Exercice court 1
Recopiez fidèlement le passage de la critique de La Disparition reproduite ci-dessous, en partant de « L'on voudrait saisir » et en allant jusqu'à « pas l'oublier !). » inclus.
Exercice court 2
D'après la critique de La Disparition reproduite ci-dessous, pour quelle raison ce livre est-il très connu ?
Exercice court 3
Traduisez en anglais cette phrase tirée de la critique de La Disparition ci-dessous : « Heureusement, à chaque fois j'ai fini par raccrocher les wagons. »

Passage extrait

──────────

La Disparition
7.1
La Disparition

livre de Georges Perec (1969)

"D'abord on voit mal la modification. On croit qu'il n'y a qu'un tracas instinctif...

...qui partout vous fait voir l'anormal, l'ambigu, l'angoissant. Puis, soudain, l'on sait, l'on croit savoir qu'il y a, non loin, un l'on sait trop quoi qui vous distrait, vous agit, vous transit. Alors tout pourrit. On s'ahurit, on s'avachit : la raison s'affaiblit. Un mal obstinant, lancinant vous fait souffrir. L'hallucination qui vous a pris vous abrutira jusqu'à la fin.

L'on voudrait un mot, un nom ; l'on voudrait rugir : voilà la solution, voilà d'où naquit mon tracas. L'on voudrait pouvoir bondir, sortir du sybillin, du charabia confus, du mot à mot gargouillis. Mais l'on n'a plus aucun choix : il faut approfondir jusqu'au bout la vision.

L'on voudrait saisir un point initial : mais tout a l'air si flou, si lointain...."


Sachez avant toute chose que Perec est l'un de mes classiques, j'ai donc commencé cette lecture avec un très bon a priori. Livre très connu car il s'agit d'un roman sans le moindre e ; c'est un lipogramme (je note ce mot surtout pour ne pas l'oublier !).

Cela n'a pas été du tout une lecture facile, et quand je l'ai lue j'étais assez fatiguée, je n'avais pas vraiment l'énergie et la concentration suffisantes pour me plonger avec succès dans des lectures ardues. Si cela n'avait pas été toi, Perec, j'aurais peut-être même renoncé. Cela ne veut pas du tout dire que ton livre est nul. Je crois même que tu as plutôt réussi ton coup en fait. Parfois c'était pénible et ennuyeux, ennuyeux dans le sens "je suis bien embêtée, j'ai oublié qui est ce personnage alors je ne comprends pas très bien de quoi il parle... je lis dans le vide je suis perdue, au secours !". Heureusement, à chaque fois j'ai fini par raccrocher les wagons. De temps en temps je me suis arrêtée avec délices sur certains passages vraiment beaux et étonnants que j'ai relus et notés, cf l'extrait en début de critique.

Je m'attendais à un style plus obscur que ça en fait... mais ce qui m'a gênée, plus que l'absence de e, c'est la profusion des personnages, le fait que ça parte un peu dans tous les sens : ils racontent des trucs qui leurs sont arrivés, en lien avec d'autres personnages qui viennent s'ajouter, dans des lieux et époques différentes, et puis c'est une sorte d'enquête policière, autour de la disparition d'un personnage puis plusieurs, liée à quelque chose mais on-ne-sait-pas-quoi, enfin tout cela fait évidemment référence à la forme même du livre et à l'absence du e mais les personnages ne le savent pas et on finit par se prendre au jeu en les accompagnant tant bien que mal dans leurs recherches pleins de trous, et qui est finalement peut-être plus profonde qu'on ne le croit au départ... mais il y a beaucoup de non-dits, de trucs qui restent en suspens et qui font que le fil directeur de l'intrigue m'a paru souvent fragile et emmêlé !

──────────

Bloc de données
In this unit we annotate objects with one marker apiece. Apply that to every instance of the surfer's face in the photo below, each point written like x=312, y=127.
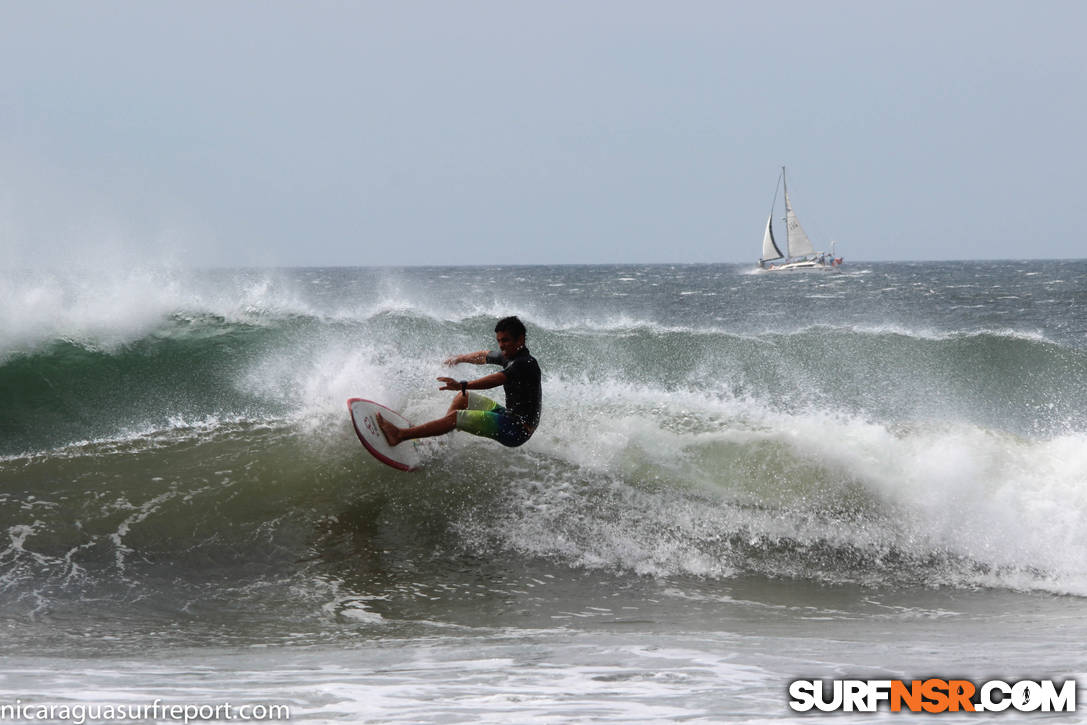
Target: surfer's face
x=508, y=346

──────────

Réponse rédigée 1
L'on voudrait saisir un point initial : mais tout a l'air si flou, si lointain...."


Sachez avant toute chose que Perec est l'un de mes classiques, j'ai donc commencé cette lecture avec un très bon a priori. Livre très connu car il s'agit d'un roman sans le moindre e ; c'est un lipogramme (je note ce mot surtout pour ne pas l'oublier !).

Réponse rédigée 2
Parce qu'il s'agit d'un roman sans le moindre e, c'est-à-dire d'un lipogramme.

Réponse rédigée 3
Fortunately, every time I eventually managed to pick up the thread again.